Quoted passage ::
>> Begin
In this section we describe additional preprocessing steps for creating a good (and memory-efficient) vector space, and our method for calculating the similarity. The required functions are published in the RNewsflow package that we developed, and that we have updated for this event matching task.

library(RNewsflow)

## read backup (hidden from vignette)
gtd = readRDS('GTD_matching/gtd_dtm.rds')
gua = readRDS('GTD_matching/gua_dtm.rds')

additional preprocessing for better matching

We use several additional preprocessing steps to prepare the DTMs for the similarity calculation. While some techniques have more state-of-the-art alternatives that might yield better results on the matching task, we have purposefully restricted ourselves to methods that can be performed directly within R and with DTMs as input.

Cluster terms with similar spelling

In a DTM, terms that have very similar spelling are nonetheless regarded as completely separate columns. To some extent, this is accounted for by preprocessing tech"niques such as stemming (applied in our case) or lemmatization. For instance, with stemming, "attacking", "attack" and "attacks" are all transformed to "attack". However, some words--in particular namems--can have different spellings, such as "Gaddafi" or "Gadhafi". Moreover, some datasets have spelling mistakes. In the GTD data, there are quite many spelling mistakes and slightly different spellings for words, often related to differences between countries (though the prescribed language is English).

We therefore first use a technique for clustering words with similar spelling together as single columns. The steps are as follows. We first extract all the unique column names (i.e. words) from the gtd and news DTMs, which constitutes our vocabulary. We then apply the term_char_sim function to calculate which terms are sufficiently similar. By default, term_char_sim looks at overlapping tri-grams (i.e. three consequtive characters) with some additional restrictions.

voc = union(colnames(gtd), colnames(gua))  
simmat = term_char_sim(voc, type = 'tri', min_overlap=2/3)
>> End
Request A ::
From the passage on event-matching preprocessing, extract the words from "gtd = readRDS('GTD_matching/gtd_dtm.rds')" up to and including "DTMs as input.", without any change.
Request B ::
Carry the passage on event-matching preprocessing forward from the point where it stops.
Nothing in the listing matters for this work.

Supplied information ::
>> Begin
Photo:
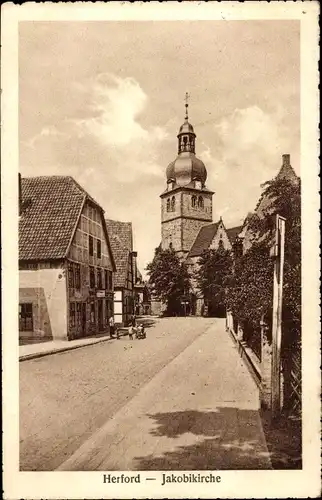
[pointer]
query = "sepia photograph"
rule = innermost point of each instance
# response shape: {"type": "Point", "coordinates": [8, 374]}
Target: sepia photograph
{"type": "Point", "coordinates": [160, 208]}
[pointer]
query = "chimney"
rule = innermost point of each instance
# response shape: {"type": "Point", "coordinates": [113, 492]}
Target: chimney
{"type": "Point", "coordinates": [19, 191]}
{"type": "Point", "coordinates": [286, 160]}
>> End
Task response A ::
gtd = readRDS('GTD_matching/gtd_dtm.rds')
gua = readRDS('GTD_matching/gua_dtm.rds')

additional preprocessing for better matching

We use several additional preprocessing steps to prepare the DTMs for the similarity calculation. While some techniques have more state-of-the-art alternatives that might yield better results on the matching task, we have purposefully restricted ourselves to methods that can be performed directly within R and with DTMs as input.

Task response B ::
The result is an adjacency matrix of the words in the vocabulary, which is 1 if words are sufficiently similar to be merged. We can now use this matrix to cluster all similar terms together, for which we provide the term_union function. Note that words are also clustered together if they are related indirectly. That is, if A and B are related, and B and C are related, Then a cluster ABC is created even if A is not related to C.

gtd = term_union(gtd, simmat)               
gua = term_union(gua, simmat)               
## (be carefull not to run this twice, because it overwrites gtd/gua)

This clustering approach is intentionally greedy. The vector space that we're creating is extremely sparse (as detailed below), so the chances that a different but similarly spelled concept causes a false positive are slim.[^2] Still, it is always good practice to manually check how the clustering performs by looking over some of the new columns. The new column names contain all unique terms, connected with the | (OR) operator.

[^2]: Note that later on we will weight the DTM based on overall term frequencies, so terms in very greedy clusters with and/or with common words will mostly become less informative, rather than result in false positives.

cnames = colnames(gua)    
head(cnames, 20)

## backup (hidden from vignette)
saveRDS(gua, 'GTD_matching/gua_dtm_2.rds')
saveRDS(gtd, 'GTD_matching/gtd_dtm_2.rds')

Compute term combinations

For our matching task, we want to use the features (i.e. terms) that are most informative, i.e. that most clearly distinguish events. Very common terms do not tell us much about whether news articles cover the same event as described in a GTD entry. However, some terms such as "London" and "attack" are not very informative on their own, but very informative combined: the London attacks.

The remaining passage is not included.